### The request
Identify each row below that contains the string "blue" and copy those rows in full. Only matches with the same capitalization count.

──────

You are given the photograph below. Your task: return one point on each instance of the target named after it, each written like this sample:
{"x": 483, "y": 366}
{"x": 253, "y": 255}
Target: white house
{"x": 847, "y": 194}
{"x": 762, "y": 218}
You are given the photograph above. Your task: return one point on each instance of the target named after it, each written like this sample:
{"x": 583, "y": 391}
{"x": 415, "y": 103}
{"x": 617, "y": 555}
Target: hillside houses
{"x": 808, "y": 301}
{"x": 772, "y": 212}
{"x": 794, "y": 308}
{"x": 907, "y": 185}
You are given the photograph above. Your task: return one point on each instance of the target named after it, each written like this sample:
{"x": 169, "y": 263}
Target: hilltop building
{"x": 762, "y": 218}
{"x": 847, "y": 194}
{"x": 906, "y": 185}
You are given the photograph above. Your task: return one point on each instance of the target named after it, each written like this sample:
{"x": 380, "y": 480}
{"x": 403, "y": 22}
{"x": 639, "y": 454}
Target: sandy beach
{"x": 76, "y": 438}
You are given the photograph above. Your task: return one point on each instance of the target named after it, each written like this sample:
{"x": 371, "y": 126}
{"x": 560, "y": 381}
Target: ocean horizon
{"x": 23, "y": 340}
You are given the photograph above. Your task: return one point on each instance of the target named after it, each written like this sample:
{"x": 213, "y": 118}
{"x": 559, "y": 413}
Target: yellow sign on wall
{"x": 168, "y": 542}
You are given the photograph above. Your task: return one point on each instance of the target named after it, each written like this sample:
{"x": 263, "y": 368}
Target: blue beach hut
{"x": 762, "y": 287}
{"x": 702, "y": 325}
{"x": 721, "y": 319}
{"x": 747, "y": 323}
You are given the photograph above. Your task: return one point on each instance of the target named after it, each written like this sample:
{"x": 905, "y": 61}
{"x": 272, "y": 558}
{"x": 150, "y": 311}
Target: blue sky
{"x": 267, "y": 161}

──────

### Reply to the task
Target: blue beach hut
Target: blue sky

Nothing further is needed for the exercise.